• [Material for this task]:
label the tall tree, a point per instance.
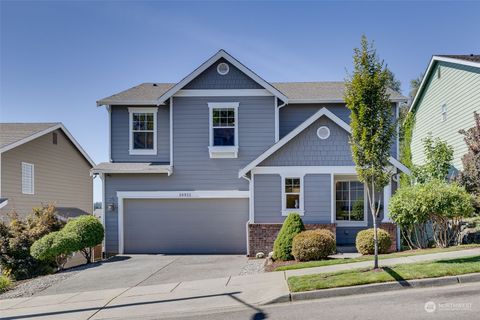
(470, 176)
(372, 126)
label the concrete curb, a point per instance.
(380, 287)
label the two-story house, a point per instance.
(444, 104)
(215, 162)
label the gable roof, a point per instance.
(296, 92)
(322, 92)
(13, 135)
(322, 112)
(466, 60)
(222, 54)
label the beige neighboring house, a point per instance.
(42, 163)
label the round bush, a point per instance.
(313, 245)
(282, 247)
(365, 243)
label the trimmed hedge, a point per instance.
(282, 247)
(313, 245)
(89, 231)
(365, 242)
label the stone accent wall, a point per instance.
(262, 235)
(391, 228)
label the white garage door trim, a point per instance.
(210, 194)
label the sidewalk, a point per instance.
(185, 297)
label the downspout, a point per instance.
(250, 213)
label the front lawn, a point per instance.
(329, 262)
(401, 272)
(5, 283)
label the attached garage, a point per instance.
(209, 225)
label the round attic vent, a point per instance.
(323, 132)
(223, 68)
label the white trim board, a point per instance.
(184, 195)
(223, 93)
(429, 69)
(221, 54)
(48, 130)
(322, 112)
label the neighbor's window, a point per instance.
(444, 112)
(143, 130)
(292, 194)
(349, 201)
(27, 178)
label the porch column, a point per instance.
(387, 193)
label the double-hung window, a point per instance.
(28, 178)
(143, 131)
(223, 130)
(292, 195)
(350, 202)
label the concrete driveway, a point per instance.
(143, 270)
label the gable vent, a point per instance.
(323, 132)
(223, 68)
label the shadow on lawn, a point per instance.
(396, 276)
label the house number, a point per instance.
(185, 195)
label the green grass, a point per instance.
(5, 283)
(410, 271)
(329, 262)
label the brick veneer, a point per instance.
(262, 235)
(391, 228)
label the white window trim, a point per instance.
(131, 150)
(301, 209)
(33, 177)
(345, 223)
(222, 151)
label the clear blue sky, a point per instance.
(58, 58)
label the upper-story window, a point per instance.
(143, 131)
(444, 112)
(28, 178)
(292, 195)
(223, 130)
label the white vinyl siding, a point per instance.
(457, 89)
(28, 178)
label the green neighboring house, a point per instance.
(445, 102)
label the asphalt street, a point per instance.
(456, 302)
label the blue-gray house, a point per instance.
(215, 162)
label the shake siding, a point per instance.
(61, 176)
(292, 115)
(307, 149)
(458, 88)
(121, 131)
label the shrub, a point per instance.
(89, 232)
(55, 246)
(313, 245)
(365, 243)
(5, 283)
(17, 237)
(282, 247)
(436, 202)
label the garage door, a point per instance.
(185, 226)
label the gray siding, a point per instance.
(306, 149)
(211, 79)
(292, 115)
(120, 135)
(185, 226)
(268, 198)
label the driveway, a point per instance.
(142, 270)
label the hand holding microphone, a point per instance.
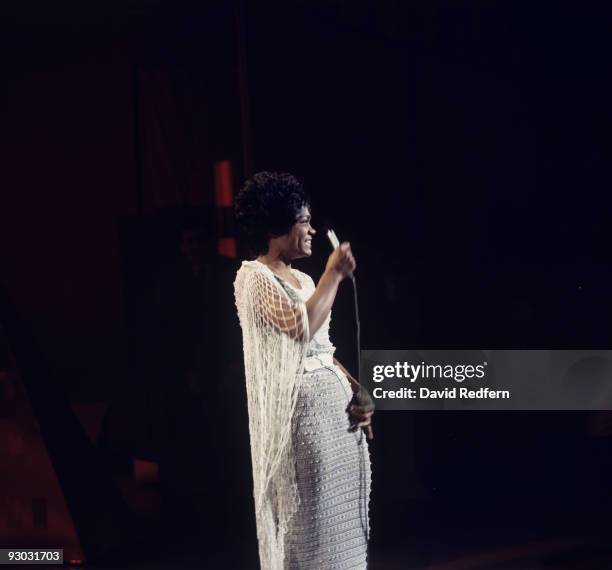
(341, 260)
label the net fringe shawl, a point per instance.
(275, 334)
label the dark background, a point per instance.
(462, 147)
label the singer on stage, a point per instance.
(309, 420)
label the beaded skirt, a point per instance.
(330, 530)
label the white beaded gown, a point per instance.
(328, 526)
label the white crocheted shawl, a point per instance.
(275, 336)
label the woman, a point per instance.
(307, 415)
--
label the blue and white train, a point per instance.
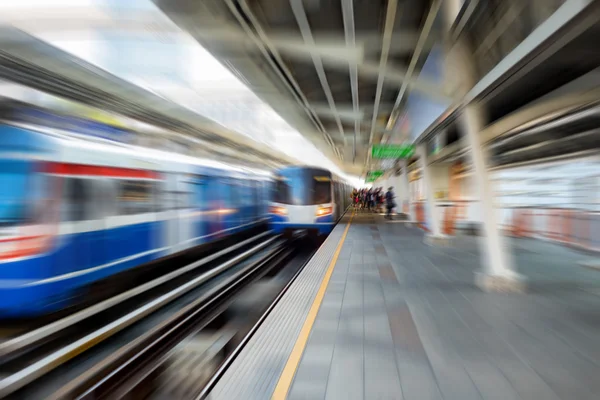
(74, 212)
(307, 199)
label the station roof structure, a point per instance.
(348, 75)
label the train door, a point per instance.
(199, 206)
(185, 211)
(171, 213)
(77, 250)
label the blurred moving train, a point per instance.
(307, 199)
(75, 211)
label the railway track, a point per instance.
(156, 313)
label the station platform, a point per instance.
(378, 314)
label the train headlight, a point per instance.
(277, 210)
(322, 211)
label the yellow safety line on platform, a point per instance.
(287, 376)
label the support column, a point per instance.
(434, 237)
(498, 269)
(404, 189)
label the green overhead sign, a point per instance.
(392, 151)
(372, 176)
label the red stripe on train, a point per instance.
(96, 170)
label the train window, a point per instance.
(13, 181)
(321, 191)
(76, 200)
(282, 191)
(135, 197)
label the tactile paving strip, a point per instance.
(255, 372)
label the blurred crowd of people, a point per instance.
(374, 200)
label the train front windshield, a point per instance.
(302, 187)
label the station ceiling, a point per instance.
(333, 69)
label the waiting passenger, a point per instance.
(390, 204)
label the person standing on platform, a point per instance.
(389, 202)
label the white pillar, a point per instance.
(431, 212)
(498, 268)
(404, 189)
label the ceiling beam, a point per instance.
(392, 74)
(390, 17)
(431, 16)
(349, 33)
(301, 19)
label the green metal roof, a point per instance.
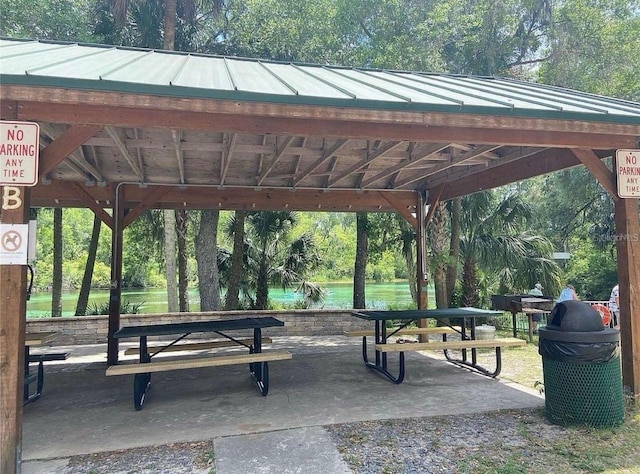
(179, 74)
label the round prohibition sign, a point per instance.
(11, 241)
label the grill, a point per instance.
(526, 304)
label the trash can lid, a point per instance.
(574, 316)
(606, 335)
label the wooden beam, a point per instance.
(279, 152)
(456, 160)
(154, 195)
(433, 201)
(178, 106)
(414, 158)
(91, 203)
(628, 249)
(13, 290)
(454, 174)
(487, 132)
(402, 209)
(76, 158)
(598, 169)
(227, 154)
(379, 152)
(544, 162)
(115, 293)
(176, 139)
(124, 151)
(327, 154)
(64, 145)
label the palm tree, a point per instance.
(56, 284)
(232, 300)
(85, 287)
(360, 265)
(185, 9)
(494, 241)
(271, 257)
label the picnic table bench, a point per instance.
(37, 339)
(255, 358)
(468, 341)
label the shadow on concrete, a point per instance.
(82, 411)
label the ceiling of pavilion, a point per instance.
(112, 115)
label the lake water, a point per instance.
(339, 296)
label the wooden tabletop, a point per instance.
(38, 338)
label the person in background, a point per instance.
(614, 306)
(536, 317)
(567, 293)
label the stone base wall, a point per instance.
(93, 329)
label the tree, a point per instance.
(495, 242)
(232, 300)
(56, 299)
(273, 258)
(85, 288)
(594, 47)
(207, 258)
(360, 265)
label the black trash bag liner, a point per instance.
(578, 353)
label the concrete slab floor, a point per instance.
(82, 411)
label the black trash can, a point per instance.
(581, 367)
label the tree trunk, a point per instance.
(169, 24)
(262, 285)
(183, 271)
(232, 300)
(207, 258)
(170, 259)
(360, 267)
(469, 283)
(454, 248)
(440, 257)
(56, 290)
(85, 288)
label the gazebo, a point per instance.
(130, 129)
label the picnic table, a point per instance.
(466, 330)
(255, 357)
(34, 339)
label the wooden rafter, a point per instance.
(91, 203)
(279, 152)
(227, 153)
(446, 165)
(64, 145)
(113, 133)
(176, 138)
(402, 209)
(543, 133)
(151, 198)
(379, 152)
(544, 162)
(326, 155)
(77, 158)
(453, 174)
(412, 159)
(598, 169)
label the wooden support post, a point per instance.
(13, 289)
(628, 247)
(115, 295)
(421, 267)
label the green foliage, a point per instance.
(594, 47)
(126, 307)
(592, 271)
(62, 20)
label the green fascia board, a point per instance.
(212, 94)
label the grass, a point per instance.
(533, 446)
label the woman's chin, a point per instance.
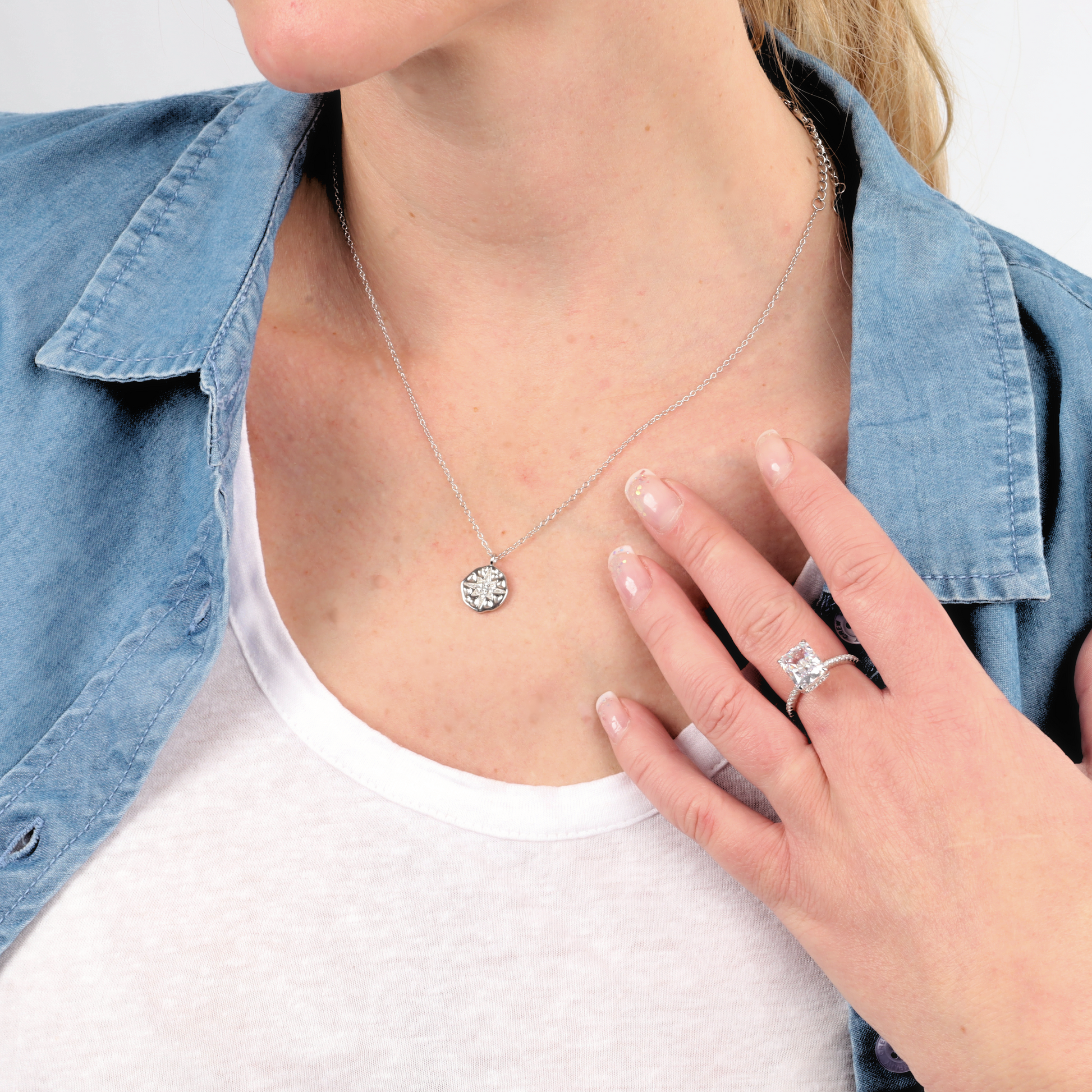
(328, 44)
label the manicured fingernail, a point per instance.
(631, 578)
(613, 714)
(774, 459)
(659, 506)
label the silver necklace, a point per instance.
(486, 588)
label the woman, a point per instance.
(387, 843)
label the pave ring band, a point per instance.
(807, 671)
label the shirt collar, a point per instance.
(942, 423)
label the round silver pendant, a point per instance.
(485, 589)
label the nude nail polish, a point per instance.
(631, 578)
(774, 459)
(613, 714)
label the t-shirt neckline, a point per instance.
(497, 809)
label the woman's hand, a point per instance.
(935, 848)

• [What is needed]:
Please find every line in the records that contains the word "beaded" and copy each one.

• [Correct response]:
label the beaded skirt, a point per instance.
label the white beaded gown, a point per instance.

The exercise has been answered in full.